#### [SUPPLIED TEXT]

** BEGIN **

01.19.2020 Bubbles and Needles

Yesterday did not fulfill the forecast for the temperature to reach zero…to a degree.  9° that is.

Related image

But 9° is more than cold enough for ice to form and this is one of a few things I found in the little stream that flows from the waterfall at Harvard Pond.

If you look closely you will see all sorts of shapes within each frozen bubble and in a few there are fine cracks.  I would have loved to pull out the 25mm macro but the ice was extremely delicate and I had to shoot with the 180 to maintain enough distance to not crack and destroy my subject.  And we just had a few inches of snow so it is covered now and with that insulation the “warmth” from the water has most likely melted it under the blanket. But there’ll be others.

About Steve Gingold

I am a Nature Photographer with interests in all things related. Water, flowers, insects and fungi are my main interests but I am happy to photograph wildlife and landscapes and all other of Nature's subjects.

** END **

#### [WHAT TO WORK ON]
1: Answer these questions from the post on frozen bubbles:
(a) What temperature was reached yesterday?
(b) Which lens was used for the shots, and for what reason?
(c) Which subjects does the About section name as the main interests?
2: In the post on frozen bubbles, swap "stream" for "brook" and write out the passage from "01.19.2020 Bubbles and Needles" up to and including "at Harvard Pond.".

Segmentation dataset excerpts
** BEGIN **

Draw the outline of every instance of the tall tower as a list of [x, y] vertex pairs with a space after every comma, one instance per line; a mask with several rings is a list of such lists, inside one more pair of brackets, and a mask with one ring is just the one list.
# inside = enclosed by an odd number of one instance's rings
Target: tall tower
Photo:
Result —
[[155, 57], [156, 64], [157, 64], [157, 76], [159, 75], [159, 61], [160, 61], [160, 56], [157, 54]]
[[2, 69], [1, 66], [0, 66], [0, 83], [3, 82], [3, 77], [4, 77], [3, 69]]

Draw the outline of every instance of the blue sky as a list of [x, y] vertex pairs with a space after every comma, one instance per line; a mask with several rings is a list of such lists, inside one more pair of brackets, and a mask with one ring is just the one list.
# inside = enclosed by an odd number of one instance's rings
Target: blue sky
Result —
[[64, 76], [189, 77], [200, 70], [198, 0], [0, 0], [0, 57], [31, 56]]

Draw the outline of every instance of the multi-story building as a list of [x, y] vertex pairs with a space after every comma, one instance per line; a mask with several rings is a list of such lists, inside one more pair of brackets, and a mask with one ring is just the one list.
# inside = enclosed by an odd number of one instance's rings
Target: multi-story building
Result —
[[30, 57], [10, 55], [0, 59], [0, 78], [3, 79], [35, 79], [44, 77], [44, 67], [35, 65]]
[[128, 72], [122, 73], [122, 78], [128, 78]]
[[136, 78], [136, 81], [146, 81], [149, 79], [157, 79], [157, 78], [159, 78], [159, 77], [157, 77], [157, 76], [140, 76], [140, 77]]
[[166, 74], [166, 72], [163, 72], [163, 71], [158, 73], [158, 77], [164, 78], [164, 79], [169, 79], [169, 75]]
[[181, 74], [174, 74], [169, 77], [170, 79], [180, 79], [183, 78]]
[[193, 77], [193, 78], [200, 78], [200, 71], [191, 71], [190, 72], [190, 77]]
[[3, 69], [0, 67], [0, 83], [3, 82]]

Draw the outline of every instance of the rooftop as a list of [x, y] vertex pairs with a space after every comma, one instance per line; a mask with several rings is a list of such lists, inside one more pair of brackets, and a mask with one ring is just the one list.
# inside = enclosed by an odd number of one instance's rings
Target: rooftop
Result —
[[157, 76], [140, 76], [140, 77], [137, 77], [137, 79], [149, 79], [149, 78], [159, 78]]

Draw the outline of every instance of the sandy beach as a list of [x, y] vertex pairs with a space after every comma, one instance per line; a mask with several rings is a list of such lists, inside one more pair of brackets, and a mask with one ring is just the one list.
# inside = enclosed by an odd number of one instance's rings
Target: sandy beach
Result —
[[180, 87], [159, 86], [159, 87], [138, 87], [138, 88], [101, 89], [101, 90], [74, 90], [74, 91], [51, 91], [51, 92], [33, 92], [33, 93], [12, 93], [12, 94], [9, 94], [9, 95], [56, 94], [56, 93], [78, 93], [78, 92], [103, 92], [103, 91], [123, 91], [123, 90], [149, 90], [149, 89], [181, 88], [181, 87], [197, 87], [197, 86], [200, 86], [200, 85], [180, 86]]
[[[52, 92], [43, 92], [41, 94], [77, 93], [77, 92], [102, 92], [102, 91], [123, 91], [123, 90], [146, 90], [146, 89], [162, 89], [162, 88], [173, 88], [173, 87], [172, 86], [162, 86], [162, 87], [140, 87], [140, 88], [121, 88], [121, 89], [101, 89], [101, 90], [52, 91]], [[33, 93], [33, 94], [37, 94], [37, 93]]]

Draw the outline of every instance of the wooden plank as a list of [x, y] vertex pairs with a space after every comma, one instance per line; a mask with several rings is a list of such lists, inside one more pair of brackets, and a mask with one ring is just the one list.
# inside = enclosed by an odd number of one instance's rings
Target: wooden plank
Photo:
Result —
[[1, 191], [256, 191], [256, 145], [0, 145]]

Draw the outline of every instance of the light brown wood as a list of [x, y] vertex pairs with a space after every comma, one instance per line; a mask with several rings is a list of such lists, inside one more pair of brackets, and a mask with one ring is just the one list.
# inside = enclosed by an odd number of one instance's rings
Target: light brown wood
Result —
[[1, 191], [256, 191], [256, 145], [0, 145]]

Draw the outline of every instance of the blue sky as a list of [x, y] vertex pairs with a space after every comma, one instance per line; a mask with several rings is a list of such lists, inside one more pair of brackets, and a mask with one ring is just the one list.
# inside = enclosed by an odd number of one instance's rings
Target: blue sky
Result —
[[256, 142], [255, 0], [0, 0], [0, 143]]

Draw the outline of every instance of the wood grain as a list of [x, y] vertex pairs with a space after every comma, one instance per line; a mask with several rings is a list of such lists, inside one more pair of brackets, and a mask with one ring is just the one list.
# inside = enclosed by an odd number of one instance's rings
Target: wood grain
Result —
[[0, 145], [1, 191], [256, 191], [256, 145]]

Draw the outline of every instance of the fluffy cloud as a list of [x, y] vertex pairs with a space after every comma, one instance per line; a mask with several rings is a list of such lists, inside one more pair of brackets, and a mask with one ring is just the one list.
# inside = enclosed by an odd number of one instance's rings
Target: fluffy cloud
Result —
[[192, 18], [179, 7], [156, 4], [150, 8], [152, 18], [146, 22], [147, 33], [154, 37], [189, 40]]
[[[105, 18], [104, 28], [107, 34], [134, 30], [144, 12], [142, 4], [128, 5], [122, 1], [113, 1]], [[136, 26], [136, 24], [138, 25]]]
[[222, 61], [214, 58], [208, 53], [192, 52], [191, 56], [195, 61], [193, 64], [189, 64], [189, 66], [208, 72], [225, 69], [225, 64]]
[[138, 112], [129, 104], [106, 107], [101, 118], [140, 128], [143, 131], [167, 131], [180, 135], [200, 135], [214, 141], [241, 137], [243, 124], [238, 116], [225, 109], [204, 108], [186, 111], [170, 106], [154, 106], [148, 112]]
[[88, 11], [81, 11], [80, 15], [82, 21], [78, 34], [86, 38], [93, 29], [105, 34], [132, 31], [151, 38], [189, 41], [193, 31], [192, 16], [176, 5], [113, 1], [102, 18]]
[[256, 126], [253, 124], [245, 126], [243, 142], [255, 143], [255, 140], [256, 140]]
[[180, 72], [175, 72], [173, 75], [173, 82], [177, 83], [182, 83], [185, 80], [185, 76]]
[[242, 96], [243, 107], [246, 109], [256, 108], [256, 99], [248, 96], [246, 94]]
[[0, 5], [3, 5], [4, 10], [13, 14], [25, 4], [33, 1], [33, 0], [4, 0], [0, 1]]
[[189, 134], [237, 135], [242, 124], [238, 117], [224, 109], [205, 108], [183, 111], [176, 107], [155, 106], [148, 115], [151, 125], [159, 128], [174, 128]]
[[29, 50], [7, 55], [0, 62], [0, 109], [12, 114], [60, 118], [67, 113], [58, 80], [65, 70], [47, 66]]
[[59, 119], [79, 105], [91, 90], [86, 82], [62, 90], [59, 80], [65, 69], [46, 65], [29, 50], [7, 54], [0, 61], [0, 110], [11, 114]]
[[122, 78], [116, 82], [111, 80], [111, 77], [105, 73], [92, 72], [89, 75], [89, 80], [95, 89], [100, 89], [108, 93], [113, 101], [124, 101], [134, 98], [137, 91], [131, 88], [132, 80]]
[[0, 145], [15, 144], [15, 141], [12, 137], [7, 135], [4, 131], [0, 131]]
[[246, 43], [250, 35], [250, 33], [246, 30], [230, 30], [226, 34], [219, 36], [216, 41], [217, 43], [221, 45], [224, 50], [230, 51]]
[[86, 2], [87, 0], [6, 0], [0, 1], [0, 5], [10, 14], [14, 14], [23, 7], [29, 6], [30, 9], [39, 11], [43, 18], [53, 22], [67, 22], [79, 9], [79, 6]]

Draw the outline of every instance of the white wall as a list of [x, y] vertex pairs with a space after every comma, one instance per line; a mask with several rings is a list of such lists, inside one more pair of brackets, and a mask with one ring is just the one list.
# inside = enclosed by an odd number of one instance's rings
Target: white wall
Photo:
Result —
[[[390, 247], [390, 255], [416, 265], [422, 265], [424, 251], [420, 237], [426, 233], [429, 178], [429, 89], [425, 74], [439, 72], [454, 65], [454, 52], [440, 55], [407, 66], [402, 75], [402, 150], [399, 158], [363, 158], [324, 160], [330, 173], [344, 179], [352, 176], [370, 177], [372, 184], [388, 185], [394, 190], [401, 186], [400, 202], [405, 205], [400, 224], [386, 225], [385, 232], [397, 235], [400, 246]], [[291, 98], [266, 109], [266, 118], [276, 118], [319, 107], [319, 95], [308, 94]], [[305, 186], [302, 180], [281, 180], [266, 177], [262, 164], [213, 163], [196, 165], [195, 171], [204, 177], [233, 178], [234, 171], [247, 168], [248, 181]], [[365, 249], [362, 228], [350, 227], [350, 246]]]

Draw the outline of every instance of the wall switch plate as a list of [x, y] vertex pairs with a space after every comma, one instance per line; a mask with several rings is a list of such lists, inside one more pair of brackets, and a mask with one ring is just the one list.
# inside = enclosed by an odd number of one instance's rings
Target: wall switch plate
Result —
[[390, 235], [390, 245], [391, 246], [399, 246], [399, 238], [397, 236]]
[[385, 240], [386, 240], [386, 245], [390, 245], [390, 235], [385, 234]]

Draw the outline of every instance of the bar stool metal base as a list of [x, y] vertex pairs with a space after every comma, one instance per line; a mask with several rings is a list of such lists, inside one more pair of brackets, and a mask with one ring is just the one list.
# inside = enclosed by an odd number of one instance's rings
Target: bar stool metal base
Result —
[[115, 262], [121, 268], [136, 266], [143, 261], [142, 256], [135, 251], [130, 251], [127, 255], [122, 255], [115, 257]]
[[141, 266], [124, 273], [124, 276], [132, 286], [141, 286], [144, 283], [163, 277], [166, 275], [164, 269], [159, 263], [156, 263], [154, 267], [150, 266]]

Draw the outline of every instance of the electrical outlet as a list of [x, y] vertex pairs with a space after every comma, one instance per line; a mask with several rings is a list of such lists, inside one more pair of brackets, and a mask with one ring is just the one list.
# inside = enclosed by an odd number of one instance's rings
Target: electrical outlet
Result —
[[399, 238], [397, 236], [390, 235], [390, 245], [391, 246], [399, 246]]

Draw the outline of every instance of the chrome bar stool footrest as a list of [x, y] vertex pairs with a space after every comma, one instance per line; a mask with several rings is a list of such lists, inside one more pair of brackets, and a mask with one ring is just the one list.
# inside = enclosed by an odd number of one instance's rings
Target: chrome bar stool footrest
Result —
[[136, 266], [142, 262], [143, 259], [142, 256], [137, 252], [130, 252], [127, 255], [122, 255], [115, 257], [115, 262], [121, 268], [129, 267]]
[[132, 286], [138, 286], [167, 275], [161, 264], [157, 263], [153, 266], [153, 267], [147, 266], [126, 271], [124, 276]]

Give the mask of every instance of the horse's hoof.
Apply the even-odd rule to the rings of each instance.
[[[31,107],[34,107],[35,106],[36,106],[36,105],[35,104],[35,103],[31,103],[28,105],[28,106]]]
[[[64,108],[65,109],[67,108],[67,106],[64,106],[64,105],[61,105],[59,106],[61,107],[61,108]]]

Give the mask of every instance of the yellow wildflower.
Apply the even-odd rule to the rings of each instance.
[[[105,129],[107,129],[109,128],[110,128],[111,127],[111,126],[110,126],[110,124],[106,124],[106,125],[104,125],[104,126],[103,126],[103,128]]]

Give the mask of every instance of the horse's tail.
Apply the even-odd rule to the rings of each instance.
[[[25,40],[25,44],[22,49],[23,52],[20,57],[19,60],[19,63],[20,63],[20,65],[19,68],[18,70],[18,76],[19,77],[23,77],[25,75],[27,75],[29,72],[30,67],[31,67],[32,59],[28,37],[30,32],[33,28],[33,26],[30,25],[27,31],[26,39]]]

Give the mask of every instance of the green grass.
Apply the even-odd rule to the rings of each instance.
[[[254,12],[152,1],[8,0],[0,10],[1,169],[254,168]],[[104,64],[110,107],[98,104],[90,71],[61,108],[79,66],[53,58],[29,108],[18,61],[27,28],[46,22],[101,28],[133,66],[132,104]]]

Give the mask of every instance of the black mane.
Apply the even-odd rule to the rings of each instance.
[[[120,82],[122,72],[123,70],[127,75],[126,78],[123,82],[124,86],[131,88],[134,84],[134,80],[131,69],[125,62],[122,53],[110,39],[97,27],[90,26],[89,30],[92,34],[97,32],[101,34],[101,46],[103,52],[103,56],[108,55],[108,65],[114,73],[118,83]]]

** END **

#### [SOLUTIONS TO THE TASKS]
1:
(a) 9°
(b) The 180 was used, to keep enough distance not to crack and destroy the delicate ice.
(c) Water, flowers, insects and fungi

2:
01.19.2020 Bubbles and Needles

Yesterday did not fulfill the forecast for the temperature to reach zero…to a degree.  9° that is.

Related image

But 9° is more than cold enough for ice to form and this is one of a few things I found in the little brook that flows from the waterfall at Harvard Pond.